- SHORT EXERCISE A: According to the Samba mailing-list post, how often does the DNS update that adds the unwanted records happen?

- QUOTED PASSAGE:

_ _ _

Scott Goodwin
2013-Oct-08 17:23 UTC
[Samba] Multiple A records on my parent domain name are confusing hosts
I'm using Samba 4.0.9, Bind 9.9.4 w/ dlz My domain is example.com My Samba4 server is myserver.example.com myserver has two nics: 10.10.10.5 and 192.168.10.2 My externally hosted web site is www.example.com, and is hosted at 123.123.123.123 I have an A and CNAME in DNS like so: @ A 123.123.123.123 www CNAME example.com. The above allows internal web browsers to access the external site via www.example.com or example.com. This works great. The problem is that every ten minutes when samb's dns update happens, it keeps putting the following two entries in, which points internal hosts to the dns server, instead of the externally hosted web site: @ A 10.10.10.5 @ A 192.168.10.2 Why do these keep showing up? I'm sure there is a place that the info is coming from, but I don't know where, and I desperately need to prevent this from happening. I mean, don't get me wrong, I realize what the records mean, but what I'm trying to do is prevent them from repopulating and preventing my internal hosts from browsing the web site. I didn't have this problem when I could edit the bind files directly, but now that I'm using bind_dlz for samba, I'm a little lost. Thanks!

_ _ _

Excerpts of pointing data

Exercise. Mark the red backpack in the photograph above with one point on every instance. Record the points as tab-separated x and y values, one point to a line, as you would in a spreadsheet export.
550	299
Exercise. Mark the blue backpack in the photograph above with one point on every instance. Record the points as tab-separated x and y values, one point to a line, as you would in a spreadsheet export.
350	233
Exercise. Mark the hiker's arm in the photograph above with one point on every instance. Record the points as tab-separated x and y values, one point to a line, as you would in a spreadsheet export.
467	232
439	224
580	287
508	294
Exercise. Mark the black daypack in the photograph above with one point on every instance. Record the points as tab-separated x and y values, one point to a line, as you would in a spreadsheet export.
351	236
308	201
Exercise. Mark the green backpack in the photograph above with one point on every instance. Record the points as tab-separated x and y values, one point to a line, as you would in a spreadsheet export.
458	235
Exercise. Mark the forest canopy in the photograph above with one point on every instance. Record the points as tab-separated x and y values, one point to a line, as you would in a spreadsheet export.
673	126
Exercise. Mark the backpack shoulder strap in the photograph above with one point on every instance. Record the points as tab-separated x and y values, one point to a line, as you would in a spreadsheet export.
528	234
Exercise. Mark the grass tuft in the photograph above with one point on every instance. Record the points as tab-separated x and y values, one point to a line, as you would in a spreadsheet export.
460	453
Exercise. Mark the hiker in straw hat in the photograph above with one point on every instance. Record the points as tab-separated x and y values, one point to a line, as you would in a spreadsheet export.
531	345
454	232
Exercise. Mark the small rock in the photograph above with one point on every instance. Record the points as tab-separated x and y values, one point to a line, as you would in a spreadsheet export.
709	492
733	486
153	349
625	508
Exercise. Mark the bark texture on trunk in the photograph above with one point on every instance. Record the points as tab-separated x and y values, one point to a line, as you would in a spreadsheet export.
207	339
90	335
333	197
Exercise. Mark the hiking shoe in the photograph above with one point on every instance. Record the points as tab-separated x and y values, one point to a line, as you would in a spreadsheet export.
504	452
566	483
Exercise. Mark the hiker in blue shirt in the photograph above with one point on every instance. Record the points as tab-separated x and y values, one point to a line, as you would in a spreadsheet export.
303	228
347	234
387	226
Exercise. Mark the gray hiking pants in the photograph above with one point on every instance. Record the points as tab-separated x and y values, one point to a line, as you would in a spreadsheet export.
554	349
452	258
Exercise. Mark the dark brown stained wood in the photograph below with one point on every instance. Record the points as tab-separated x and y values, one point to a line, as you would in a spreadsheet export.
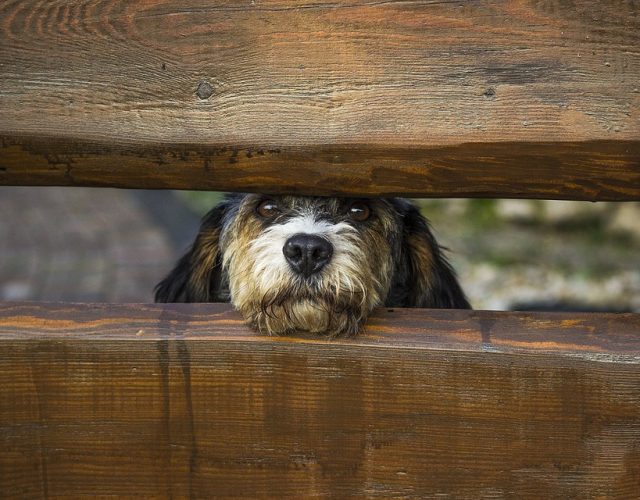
184	401
534	99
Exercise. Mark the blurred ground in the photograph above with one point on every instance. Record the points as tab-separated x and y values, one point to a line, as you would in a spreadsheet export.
76	244
88	245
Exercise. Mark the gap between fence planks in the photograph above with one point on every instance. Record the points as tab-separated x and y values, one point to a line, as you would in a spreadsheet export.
474	99
179	400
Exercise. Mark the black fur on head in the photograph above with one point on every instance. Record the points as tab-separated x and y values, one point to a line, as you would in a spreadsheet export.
316	264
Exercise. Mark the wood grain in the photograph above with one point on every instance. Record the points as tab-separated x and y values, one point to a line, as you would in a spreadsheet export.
534	99
182	400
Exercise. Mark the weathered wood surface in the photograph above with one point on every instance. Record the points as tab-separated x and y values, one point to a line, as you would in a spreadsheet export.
183	400
532	99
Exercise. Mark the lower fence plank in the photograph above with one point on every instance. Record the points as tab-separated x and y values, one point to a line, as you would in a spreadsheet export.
183	400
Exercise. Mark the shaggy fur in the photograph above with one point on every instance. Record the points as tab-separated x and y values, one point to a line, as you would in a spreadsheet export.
383	253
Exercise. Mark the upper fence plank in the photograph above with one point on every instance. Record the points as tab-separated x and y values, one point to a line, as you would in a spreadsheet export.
534	99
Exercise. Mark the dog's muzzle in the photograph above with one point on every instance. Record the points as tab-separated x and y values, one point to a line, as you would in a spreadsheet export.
307	253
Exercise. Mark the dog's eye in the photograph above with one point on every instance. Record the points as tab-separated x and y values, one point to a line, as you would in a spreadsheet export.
268	209
359	211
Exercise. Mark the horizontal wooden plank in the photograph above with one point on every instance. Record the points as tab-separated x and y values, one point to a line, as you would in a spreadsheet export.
419	98
180	400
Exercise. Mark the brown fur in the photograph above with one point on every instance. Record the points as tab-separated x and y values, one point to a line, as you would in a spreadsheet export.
389	259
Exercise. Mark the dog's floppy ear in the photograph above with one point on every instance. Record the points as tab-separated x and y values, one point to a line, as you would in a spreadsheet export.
198	275
424	277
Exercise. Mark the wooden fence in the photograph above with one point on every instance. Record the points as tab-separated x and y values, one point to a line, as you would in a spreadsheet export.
470	99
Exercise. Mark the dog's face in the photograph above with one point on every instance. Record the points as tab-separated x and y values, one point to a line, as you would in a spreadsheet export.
291	263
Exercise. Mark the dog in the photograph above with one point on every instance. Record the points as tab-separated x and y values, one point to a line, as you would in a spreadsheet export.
314	264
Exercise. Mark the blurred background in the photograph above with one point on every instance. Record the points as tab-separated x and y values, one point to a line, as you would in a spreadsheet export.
107	245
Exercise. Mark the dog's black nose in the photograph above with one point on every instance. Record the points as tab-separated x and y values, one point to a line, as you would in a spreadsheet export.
307	253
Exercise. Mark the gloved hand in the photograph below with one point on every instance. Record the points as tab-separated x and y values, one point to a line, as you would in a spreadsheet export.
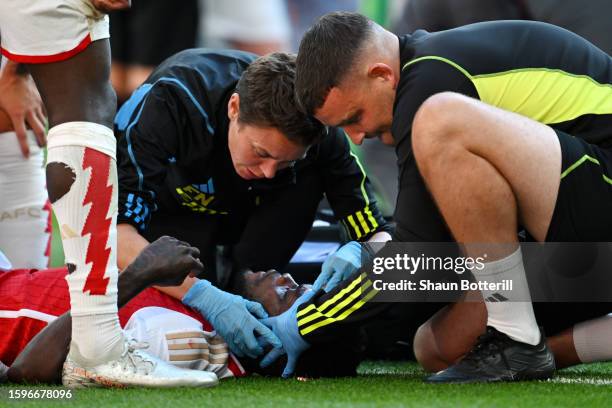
233	318
285	327
339	266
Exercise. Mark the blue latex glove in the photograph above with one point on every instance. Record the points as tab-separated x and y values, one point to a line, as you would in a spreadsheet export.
339	266
233	318
285	327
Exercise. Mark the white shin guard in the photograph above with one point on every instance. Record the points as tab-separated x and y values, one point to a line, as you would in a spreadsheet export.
87	216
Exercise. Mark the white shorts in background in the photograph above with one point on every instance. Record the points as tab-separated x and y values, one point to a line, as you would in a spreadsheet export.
25	211
41	31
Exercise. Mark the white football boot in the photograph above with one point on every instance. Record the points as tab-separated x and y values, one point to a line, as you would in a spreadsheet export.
134	368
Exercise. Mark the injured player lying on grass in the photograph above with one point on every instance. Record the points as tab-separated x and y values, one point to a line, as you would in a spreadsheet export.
176	333
169	330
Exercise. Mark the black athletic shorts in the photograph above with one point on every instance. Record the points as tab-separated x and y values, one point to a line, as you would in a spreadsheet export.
152	30
583	212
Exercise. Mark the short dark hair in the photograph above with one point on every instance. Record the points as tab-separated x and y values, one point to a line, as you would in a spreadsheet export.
267	99
327	52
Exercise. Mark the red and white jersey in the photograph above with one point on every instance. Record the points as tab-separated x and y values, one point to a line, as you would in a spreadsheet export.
42	31
31	299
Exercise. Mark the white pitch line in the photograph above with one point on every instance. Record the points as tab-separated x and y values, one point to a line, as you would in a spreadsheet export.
581	380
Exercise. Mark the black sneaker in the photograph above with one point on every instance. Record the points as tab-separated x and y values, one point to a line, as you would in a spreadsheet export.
496	357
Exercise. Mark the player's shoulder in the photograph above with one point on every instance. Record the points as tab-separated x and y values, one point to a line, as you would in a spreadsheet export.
219	66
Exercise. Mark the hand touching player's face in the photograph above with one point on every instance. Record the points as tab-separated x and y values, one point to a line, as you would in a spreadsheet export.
274	291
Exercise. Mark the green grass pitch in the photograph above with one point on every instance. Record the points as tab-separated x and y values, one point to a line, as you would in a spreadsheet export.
379	384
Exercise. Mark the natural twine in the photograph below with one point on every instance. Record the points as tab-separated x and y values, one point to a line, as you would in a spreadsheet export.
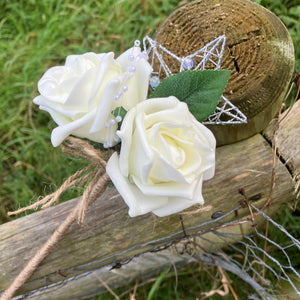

_ _ _

- SHORT EXERCISE B: In the rows, start at the line that has "Exercise. Mark the player's" and go through the end of the rows. Reproduce those lines with "tab-separated" changed to "comma-separated" and everything else the same, and leave out the pictures.

- EXPECTED OUTPUT A: Every ten minutes.

- EXPECTED OUTPUT B:
Exercise. Mark the player's shoulder in the photograph above with one point on every instance. Record the points as comma-separated x and y values, one point to a line, as you would in a spreadsheet export.
219	66
Exercise. Mark the hand touching player's face in the photograph above with one point on every instance. Record the points as comma-separated x and y values, one point to a line, as you would in a spreadsheet export.
274	291
Exercise. Mark the green grass pitch in the photograph above with one point on every instance. Record the points as comma-separated x and y values, one point to a line, as you would in a spreadsheet export.
379	384
Exercise. Mark the natural twine in the photograph below with one point on every instance. Record the points as comma-separated x and y values, one point to a line, as you would in a spreadsheet export.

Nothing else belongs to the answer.